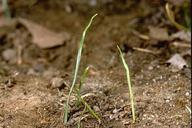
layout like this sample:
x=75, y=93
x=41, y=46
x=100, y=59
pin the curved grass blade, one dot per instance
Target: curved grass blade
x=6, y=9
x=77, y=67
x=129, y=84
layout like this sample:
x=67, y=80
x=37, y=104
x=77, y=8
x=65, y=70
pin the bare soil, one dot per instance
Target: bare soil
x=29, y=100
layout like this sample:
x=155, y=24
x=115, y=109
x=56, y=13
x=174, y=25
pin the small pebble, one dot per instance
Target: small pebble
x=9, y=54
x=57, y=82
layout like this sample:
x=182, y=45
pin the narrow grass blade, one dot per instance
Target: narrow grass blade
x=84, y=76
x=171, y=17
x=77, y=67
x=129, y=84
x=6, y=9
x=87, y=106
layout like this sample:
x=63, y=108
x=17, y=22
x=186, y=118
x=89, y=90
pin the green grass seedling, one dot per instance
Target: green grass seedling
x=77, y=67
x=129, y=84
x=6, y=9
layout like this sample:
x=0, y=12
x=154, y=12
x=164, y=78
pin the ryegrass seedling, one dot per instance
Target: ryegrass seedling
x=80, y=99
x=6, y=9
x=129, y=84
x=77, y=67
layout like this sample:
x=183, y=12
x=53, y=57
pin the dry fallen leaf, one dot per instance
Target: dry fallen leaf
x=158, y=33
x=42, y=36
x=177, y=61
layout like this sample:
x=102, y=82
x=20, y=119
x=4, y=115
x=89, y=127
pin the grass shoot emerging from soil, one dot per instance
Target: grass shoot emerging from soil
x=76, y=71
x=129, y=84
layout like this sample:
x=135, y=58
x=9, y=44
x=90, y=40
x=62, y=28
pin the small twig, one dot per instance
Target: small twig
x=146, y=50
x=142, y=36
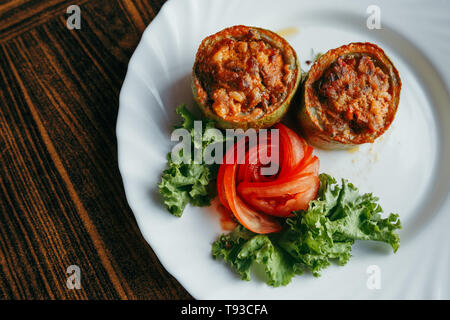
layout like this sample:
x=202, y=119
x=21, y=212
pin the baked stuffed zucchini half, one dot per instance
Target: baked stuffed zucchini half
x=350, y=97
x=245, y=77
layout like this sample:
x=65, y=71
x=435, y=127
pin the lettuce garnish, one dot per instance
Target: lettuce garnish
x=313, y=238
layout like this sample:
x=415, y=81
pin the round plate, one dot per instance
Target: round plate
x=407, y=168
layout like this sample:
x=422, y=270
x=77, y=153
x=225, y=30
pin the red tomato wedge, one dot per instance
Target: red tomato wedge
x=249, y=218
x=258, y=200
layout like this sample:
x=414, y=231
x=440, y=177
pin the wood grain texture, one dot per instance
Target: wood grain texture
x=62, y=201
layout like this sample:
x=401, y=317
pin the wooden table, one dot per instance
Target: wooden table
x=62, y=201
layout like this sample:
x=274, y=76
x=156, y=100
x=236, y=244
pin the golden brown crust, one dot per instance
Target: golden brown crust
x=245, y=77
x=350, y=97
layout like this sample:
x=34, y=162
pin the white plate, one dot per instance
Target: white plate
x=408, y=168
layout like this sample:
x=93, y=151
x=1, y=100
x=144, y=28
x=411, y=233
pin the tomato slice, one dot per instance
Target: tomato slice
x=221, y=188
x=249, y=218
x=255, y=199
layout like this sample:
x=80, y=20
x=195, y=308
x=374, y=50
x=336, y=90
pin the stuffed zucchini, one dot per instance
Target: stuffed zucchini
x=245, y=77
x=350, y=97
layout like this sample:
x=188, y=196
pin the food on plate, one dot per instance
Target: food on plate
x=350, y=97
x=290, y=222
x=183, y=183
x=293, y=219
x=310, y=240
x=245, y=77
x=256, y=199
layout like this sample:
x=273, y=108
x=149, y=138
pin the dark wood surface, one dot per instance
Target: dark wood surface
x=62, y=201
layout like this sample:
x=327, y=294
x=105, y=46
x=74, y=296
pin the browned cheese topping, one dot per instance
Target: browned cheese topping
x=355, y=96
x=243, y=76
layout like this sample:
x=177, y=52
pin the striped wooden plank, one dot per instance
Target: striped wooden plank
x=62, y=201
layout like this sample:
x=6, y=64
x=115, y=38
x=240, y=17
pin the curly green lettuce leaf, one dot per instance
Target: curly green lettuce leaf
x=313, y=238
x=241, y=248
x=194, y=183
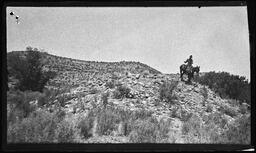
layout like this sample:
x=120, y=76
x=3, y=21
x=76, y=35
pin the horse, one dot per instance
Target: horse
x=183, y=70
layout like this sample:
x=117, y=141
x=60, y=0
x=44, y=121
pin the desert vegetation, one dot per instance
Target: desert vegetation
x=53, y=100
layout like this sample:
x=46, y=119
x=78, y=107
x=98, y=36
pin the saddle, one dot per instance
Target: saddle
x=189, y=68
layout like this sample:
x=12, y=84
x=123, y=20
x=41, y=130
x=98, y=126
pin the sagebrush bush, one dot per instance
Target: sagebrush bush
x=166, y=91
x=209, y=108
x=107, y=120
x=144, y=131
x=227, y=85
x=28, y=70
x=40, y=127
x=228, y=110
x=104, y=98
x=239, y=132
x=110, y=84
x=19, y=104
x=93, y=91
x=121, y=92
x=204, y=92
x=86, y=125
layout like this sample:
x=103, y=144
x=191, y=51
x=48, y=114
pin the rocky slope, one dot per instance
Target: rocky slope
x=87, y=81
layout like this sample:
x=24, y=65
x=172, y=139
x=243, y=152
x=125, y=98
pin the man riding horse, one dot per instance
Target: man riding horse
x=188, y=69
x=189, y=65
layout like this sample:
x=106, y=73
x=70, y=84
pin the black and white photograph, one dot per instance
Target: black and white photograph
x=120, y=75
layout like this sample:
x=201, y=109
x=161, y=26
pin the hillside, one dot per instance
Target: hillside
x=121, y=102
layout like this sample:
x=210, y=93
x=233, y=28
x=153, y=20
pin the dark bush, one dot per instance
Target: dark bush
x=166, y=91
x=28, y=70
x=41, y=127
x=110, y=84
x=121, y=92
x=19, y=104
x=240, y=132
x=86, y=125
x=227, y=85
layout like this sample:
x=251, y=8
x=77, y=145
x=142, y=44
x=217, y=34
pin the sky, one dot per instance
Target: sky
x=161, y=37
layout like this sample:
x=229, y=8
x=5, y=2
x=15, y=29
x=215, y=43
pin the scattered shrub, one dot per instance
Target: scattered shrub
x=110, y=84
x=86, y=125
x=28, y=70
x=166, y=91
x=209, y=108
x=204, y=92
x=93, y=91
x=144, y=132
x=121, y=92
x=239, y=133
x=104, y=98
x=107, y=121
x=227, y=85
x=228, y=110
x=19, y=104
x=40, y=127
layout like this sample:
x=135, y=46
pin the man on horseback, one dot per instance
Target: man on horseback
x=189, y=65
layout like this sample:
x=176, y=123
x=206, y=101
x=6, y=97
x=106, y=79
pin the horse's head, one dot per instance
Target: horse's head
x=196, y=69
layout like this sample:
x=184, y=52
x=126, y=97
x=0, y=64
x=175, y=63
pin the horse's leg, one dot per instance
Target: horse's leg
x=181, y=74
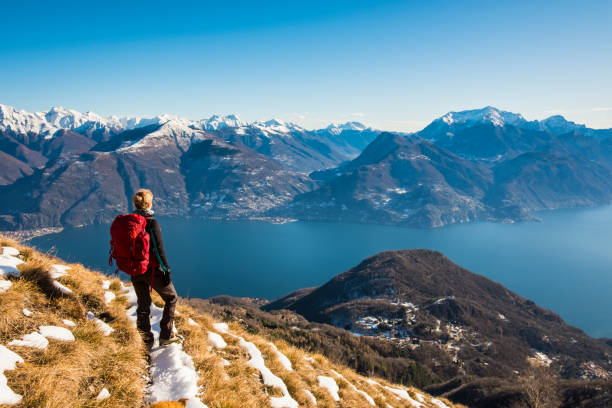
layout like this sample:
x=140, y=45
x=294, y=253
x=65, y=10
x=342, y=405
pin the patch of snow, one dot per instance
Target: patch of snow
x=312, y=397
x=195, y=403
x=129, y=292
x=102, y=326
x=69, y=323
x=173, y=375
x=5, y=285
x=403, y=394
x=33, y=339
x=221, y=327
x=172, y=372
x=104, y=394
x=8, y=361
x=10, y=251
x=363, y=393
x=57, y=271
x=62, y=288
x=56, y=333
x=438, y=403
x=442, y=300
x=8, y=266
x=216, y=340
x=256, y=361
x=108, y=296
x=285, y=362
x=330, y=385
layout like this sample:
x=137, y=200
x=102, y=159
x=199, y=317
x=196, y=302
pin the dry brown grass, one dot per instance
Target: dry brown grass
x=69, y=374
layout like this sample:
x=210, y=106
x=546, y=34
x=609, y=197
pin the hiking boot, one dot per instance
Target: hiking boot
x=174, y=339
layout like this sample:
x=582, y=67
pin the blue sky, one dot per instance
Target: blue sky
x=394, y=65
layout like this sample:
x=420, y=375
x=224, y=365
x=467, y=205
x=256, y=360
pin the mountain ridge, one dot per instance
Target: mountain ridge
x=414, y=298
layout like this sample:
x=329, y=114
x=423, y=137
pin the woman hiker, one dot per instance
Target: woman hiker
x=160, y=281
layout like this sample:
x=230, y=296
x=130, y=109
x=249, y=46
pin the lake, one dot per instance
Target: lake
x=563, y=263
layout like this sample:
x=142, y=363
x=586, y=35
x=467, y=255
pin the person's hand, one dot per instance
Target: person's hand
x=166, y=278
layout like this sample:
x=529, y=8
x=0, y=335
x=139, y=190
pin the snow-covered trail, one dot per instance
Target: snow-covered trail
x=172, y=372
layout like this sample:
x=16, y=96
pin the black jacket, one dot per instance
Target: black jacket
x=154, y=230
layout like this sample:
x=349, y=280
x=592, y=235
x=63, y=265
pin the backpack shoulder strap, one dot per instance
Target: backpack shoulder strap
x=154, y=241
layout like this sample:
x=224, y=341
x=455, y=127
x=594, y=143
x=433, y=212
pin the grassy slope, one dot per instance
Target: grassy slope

...

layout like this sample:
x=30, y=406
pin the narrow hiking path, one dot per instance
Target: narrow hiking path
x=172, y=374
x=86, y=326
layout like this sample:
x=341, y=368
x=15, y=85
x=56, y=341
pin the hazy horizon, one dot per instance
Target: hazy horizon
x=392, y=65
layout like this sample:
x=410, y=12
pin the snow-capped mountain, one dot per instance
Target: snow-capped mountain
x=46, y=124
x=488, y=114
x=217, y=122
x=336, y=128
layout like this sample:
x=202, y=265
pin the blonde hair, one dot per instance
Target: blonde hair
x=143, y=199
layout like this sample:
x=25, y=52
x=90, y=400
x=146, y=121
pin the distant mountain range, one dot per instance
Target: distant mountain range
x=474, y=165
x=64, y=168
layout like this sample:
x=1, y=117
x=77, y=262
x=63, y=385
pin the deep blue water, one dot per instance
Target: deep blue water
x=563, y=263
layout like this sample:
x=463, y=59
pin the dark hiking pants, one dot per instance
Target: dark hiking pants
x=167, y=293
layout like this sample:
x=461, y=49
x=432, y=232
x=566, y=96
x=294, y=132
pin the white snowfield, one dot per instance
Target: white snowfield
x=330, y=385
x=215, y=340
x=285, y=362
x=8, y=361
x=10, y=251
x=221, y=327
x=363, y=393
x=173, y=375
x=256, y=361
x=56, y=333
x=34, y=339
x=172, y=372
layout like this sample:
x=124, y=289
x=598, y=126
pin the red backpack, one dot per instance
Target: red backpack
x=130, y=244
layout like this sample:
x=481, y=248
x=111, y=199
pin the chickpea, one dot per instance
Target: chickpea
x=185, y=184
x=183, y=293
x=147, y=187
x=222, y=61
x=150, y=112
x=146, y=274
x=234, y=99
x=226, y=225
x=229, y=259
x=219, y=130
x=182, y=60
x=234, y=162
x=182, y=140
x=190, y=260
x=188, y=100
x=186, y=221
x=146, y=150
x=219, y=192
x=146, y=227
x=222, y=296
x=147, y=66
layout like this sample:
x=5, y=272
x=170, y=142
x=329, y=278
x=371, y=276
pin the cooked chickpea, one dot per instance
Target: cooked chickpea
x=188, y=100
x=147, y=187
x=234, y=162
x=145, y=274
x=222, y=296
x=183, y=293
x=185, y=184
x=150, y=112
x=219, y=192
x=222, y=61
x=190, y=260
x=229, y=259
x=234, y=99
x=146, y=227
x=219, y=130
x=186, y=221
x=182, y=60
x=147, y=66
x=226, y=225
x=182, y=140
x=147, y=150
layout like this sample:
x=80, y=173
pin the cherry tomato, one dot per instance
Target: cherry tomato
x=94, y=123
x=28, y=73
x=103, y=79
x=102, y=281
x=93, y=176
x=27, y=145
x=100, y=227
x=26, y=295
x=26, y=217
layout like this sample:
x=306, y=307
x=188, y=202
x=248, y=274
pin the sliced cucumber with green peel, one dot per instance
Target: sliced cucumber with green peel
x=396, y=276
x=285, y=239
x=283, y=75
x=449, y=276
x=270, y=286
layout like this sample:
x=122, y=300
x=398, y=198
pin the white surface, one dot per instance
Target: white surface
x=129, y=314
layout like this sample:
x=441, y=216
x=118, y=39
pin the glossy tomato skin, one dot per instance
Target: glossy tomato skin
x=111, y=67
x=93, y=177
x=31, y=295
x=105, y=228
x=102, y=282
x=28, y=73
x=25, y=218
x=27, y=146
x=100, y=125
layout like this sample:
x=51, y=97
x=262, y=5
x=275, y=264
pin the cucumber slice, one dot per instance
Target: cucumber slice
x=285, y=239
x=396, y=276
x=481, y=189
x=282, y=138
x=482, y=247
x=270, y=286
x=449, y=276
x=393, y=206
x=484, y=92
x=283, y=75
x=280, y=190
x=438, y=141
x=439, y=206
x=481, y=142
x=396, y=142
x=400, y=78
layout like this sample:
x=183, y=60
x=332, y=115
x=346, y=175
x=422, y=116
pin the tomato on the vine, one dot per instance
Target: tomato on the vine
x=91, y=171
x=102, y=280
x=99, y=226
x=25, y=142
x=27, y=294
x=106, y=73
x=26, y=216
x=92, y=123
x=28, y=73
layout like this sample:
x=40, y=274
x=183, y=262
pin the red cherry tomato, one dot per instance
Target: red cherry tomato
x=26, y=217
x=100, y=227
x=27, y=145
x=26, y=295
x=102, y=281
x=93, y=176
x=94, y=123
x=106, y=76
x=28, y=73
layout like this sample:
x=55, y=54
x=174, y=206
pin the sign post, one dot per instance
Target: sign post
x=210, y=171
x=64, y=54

» DIRECTIONS: Everything from the line above that contains "Target: dark wood surface" down to the line that contains "pin the desert" must be reproduced exactly, both ends included. Omit the pictures.

» SOLVED EXERCISE:
Target: dark wood surface
x=62, y=201
layout like this sample:
x=327, y=294
x=105, y=46
x=74, y=296
pin the browned cheese topping, one dot per instance
Target: browned cheese topping
x=355, y=96
x=243, y=76
layout like this sample:
x=177, y=52
pin the striped wooden plank, one dot per instance
Target: striped wooden plank
x=62, y=201
layout like this sample:
x=6, y=64
x=115, y=38
x=240, y=17
pin the curly green lettuce leaf, one dot per instance
Target: curly green lettuce leaf
x=313, y=238
x=241, y=248
x=194, y=183
layout like this sample:
x=120, y=76
x=3, y=21
x=76, y=35
pin the horse, one dot per instance
Target: horse
x=183, y=70
layout like this sample:
x=117, y=141
x=60, y=0
x=44, y=121
pin the desert vegetation, one dot per instance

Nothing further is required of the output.